======== PROVIDED MATERIAL

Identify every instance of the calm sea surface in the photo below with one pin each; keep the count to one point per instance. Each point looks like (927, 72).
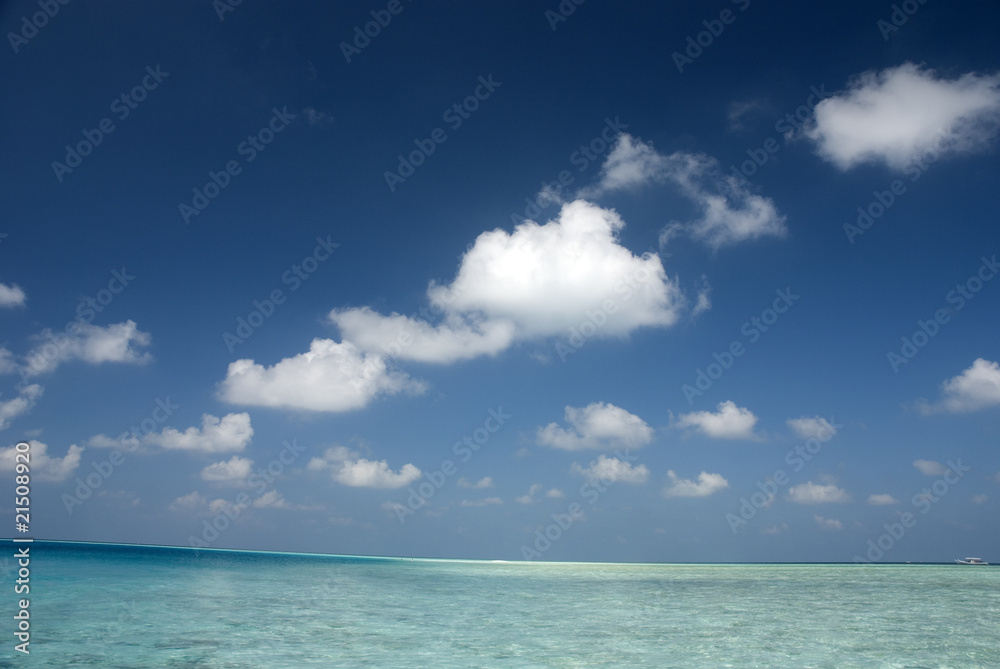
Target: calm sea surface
(96, 605)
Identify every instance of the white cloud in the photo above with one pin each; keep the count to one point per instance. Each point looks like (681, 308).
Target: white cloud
(458, 338)
(489, 501)
(485, 482)
(538, 281)
(234, 471)
(815, 493)
(930, 467)
(882, 500)
(703, 487)
(977, 387)
(529, 498)
(629, 165)
(730, 212)
(729, 422)
(272, 499)
(812, 428)
(727, 217)
(23, 403)
(43, 466)
(330, 377)
(191, 502)
(893, 115)
(11, 296)
(597, 425)
(347, 468)
(613, 470)
(228, 434)
(120, 342)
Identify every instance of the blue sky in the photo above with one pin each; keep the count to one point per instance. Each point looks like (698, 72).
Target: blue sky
(505, 280)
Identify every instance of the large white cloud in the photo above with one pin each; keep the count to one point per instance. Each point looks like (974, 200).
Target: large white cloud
(331, 377)
(816, 493)
(346, 467)
(43, 466)
(228, 434)
(728, 422)
(892, 115)
(613, 470)
(120, 342)
(706, 485)
(23, 403)
(544, 278)
(977, 387)
(597, 425)
(538, 281)
(11, 296)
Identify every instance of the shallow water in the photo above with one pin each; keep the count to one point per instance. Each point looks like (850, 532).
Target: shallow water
(109, 606)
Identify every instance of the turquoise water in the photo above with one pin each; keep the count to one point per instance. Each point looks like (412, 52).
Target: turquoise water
(106, 606)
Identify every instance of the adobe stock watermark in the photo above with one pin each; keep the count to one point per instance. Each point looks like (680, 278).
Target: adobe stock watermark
(259, 480)
(958, 296)
(590, 491)
(454, 116)
(900, 14)
(595, 319)
(264, 309)
(122, 107)
(582, 158)
(253, 145)
(714, 28)
(753, 330)
(923, 501)
(787, 126)
(464, 449)
(37, 21)
(381, 18)
(563, 11)
(103, 470)
(223, 7)
(883, 200)
(767, 490)
(86, 310)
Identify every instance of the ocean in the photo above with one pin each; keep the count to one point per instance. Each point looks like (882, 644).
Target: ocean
(101, 605)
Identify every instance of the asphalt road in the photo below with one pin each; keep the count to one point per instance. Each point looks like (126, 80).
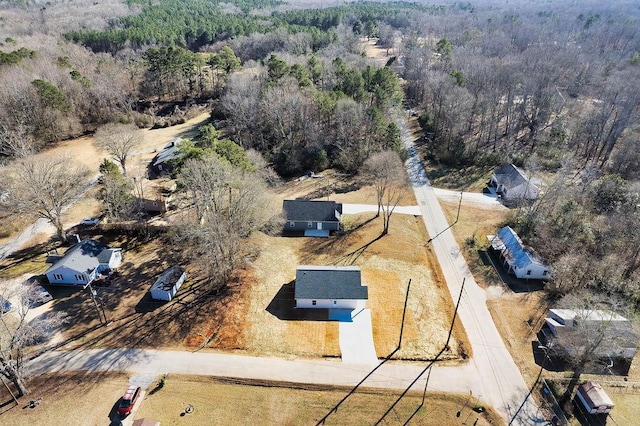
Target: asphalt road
(491, 375)
(495, 376)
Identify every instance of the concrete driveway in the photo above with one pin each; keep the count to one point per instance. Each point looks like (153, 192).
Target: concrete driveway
(356, 336)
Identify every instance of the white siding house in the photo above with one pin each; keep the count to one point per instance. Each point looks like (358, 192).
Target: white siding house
(519, 260)
(83, 263)
(314, 218)
(511, 183)
(168, 283)
(333, 287)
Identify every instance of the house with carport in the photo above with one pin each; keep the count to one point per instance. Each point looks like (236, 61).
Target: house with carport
(313, 217)
(83, 263)
(333, 287)
(518, 259)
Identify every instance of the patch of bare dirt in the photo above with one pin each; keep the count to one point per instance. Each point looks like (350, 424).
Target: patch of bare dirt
(387, 263)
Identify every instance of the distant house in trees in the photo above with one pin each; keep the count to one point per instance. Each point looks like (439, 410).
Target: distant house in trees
(519, 260)
(336, 287)
(83, 263)
(161, 163)
(594, 399)
(561, 323)
(314, 218)
(512, 184)
(150, 206)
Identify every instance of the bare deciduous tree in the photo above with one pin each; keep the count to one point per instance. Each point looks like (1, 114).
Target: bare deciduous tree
(17, 333)
(230, 205)
(388, 175)
(118, 140)
(116, 194)
(597, 333)
(16, 143)
(43, 187)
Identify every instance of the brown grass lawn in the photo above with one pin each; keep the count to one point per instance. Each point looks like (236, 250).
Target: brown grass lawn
(84, 152)
(88, 399)
(246, 316)
(518, 317)
(387, 266)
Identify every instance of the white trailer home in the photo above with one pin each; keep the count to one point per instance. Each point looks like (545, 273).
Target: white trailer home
(168, 283)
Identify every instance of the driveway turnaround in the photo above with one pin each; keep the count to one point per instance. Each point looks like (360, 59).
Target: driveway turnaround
(495, 375)
(356, 339)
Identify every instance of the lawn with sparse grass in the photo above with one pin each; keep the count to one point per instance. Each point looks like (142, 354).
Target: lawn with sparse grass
(91, 399)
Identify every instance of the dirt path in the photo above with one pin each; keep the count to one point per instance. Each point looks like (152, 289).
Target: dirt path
(495, 375)
(84, 151)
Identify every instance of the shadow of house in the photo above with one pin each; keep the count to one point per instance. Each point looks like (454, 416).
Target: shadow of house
(311, 218)
(563, 329)
(329, 287)
(492, 258)
(161, 164)
(283, 306)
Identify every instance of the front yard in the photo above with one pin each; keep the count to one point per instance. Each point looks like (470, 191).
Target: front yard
(90, 399)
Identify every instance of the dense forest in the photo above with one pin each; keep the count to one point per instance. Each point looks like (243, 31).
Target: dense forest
(548, 86)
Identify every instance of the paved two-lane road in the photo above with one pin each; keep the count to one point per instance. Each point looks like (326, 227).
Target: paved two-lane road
(495, 375)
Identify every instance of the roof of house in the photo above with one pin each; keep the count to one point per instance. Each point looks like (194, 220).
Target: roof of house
(85, 256)
(569, 315)
(308, 210)
(170, 151)
(514, 251)
(168, 278)
(594, 395)
(329, 282)
(511, 176)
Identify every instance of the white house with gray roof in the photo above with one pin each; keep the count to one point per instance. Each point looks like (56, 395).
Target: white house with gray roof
(519, 260)
(335, 287)
(511, 183)
(83, 263)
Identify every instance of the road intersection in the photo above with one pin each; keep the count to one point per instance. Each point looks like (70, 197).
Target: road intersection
(490, 374)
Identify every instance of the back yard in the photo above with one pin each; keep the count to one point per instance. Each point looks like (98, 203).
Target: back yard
(227, 402)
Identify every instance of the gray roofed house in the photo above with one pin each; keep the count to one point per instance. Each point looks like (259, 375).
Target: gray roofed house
(518, 259)
(511, 183)
(619, 341)
(161, 162)
(314, 218)
(338, 287)
(83, 263)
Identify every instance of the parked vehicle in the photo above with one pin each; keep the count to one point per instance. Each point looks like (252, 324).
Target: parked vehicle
(5, 305)
(90, 221)
(128, 400)
(37, 296)
(168, 283)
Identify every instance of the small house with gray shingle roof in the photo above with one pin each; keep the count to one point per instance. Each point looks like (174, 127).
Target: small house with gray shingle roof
(314, 218)
(83, 263)
(511, 183)
(336, 287)
(161, 163)
(518, 259)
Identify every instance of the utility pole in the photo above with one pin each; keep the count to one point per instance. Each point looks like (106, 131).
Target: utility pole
(92, 292)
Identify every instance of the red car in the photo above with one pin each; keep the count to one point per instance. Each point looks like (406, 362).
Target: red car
(128, 400)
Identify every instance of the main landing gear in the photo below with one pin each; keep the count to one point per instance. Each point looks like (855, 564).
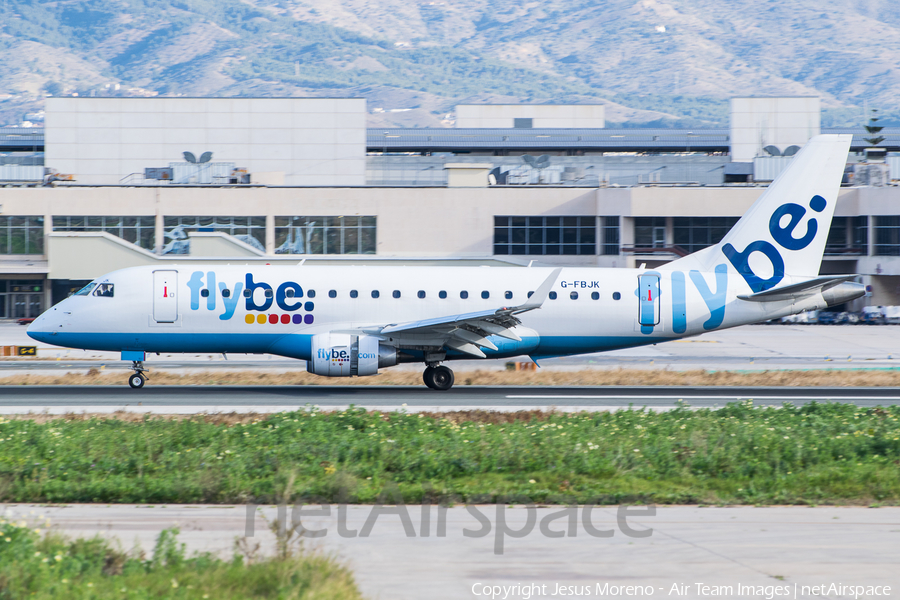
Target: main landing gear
(438, 378)
(137, 379)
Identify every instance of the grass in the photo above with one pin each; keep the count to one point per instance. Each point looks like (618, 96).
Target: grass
(47, 565)
(699, 377)
(740, 454)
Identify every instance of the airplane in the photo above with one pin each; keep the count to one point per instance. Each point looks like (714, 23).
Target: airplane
(354, 320)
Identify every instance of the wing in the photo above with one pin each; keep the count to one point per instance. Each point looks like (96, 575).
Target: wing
(467, 332)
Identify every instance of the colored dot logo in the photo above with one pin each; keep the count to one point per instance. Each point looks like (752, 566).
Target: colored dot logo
(279, 319)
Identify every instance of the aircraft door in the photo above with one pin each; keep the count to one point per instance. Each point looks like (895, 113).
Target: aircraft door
(648, 289)
(165, 303)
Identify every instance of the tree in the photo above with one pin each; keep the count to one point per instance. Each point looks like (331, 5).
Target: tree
(872, 129)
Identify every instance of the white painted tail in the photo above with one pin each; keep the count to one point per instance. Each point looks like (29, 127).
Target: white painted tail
(784, 232)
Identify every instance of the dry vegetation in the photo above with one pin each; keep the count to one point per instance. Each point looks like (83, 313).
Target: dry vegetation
(586, 377)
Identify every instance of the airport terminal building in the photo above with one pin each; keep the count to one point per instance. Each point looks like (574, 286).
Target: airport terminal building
(116, 182)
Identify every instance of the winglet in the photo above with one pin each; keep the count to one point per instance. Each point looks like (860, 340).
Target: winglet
(540, 294)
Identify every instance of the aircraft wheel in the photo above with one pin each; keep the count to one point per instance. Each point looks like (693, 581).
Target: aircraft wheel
(442, 378)
(428, 377)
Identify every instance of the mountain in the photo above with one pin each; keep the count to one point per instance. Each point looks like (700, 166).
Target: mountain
(660, 62)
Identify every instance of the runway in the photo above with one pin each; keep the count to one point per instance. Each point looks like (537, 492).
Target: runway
(193, 399)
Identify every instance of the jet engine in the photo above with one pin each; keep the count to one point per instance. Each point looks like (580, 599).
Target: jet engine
(345, 355)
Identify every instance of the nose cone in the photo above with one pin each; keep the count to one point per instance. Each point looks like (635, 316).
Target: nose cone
(41, 328)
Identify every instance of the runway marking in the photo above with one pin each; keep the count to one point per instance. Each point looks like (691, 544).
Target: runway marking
(699, 397)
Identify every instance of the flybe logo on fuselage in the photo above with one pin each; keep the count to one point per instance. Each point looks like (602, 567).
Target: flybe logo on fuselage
(783, 236)
(287, 296)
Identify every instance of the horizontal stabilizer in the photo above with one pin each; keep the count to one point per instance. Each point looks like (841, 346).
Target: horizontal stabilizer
(798, 290)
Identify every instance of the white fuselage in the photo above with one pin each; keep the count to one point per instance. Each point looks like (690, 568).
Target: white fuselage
(185, 308)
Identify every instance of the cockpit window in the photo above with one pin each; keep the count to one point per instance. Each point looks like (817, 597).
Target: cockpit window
(104, 290)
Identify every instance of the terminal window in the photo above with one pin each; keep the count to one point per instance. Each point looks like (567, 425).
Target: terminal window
(610, 236)
(137, 230)
(836, 243)
(325, 235)
(250, 230)
(545, 235)
(887, 235)
(861, 234)
(696, 233)
(21, 235)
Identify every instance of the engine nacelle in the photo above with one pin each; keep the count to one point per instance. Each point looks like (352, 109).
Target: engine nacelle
(345, 355)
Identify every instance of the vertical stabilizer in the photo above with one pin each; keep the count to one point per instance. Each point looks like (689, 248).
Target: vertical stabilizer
(784, 232)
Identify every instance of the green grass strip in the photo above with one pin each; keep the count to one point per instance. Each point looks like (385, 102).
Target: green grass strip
(45, 566)
(740, 454)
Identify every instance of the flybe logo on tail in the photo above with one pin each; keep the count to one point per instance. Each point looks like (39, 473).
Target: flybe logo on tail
(784, 236)
(287, 297)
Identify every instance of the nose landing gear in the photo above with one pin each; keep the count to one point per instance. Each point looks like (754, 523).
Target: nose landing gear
(438, 378)
(137, 379)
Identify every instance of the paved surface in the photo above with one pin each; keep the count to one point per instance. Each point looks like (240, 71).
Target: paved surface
(752, 347)
(757, 547)
(193, 399)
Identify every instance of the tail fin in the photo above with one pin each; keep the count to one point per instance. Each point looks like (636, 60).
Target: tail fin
(784, 232)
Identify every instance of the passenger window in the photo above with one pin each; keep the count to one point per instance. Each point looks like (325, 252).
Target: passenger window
(104, 290)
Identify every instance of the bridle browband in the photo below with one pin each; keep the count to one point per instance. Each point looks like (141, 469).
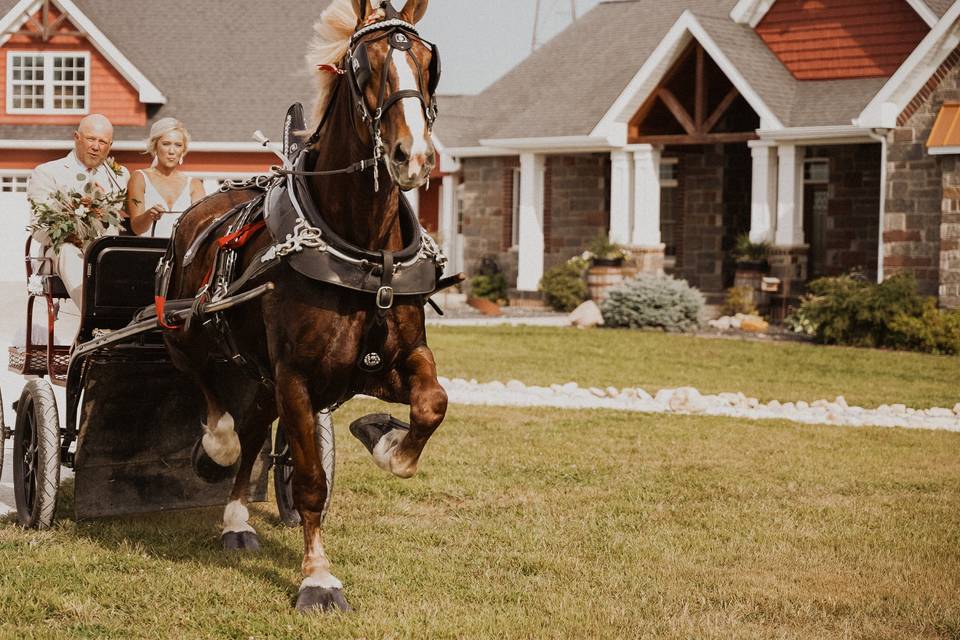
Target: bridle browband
(355, 66)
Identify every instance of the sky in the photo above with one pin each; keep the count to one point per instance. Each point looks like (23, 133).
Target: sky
(480, 40)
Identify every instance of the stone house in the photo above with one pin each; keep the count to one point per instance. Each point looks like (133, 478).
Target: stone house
(824, 127)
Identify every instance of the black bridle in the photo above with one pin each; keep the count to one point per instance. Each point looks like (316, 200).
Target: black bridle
(356, 67)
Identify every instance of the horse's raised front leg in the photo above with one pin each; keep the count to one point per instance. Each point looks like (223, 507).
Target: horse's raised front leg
(238, 534)
(396, 448)
(320, 589)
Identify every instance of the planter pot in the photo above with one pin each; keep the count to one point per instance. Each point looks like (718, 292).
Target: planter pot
(607, 262)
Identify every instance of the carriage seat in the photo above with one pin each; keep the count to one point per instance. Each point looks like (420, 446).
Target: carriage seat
(171, 306)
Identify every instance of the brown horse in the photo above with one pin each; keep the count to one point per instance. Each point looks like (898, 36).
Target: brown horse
(309, 337)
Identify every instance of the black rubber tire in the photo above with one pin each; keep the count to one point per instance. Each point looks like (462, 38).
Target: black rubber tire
(283, 480)
(36, 455)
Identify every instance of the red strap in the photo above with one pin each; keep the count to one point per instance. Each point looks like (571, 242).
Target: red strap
(331, 68)
(160, 301)
(241, 236)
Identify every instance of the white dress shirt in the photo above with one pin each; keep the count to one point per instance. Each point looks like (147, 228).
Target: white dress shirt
(70, 174)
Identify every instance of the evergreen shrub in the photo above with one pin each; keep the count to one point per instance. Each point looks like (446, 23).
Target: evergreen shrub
(654, 301)
(563, 286)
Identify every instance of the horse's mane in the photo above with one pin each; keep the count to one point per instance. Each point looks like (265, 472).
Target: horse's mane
(337, 23)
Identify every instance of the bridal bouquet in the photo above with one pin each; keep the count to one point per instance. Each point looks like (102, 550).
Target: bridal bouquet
(78, 217)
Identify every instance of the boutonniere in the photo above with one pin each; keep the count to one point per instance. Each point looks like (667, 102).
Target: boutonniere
(115, 166)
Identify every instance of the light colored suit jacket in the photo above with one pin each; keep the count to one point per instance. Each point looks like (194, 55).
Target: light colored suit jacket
(69, 173)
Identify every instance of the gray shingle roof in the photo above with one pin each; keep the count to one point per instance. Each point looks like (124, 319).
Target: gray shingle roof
(567, 86)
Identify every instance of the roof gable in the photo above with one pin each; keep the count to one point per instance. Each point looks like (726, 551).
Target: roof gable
(22, 14)
(751, 12)
(838, 39)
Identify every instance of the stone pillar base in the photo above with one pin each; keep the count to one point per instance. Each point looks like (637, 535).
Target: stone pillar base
(648, 259)
(789, 263)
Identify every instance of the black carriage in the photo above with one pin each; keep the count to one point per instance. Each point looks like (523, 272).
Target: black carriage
(130, 419)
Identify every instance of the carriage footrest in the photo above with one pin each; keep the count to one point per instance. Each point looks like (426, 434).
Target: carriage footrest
(370, 428)
(33, 362)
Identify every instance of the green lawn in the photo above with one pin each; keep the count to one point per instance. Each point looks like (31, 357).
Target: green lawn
(656, 360)
(548, 524)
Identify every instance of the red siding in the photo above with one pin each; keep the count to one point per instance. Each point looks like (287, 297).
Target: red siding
(837, 39)
(110, 93)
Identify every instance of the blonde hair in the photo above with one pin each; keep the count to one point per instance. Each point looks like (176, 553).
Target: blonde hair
(161, 128)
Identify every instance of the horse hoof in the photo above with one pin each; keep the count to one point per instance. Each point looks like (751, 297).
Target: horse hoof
(208, 470)
(371, 428)
(313, 599)
(240, 541)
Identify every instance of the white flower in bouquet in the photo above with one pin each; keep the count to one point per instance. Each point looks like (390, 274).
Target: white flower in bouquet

================

Rewrite the material as a numbered list, beginning at the line that contains "Identify every instance of the blonde" and running through the end of the material, leaving out any blank lines.

1. Identify every instance of the blonde hair in the photo above with one pin each; keep the count to one point per instance. Each point looks like (176, 553).
2. Target: blonde hair
3. (161, 128)
4. Identify every instance of the horse hoof in the photo above with one pin each; keep the count to one point per instance. Each point looks like (751, 297).
5. Target: horse hoof
6. (208, 470)
7. (371, 428)
8. (313, 599)
9. (240, 541)
10. Identify every instance of the white flower in bouquet in the photo above with one pin each; keep the count to one point per instance. Each point looks like (390, 274).
11. Target: white flower in bouquet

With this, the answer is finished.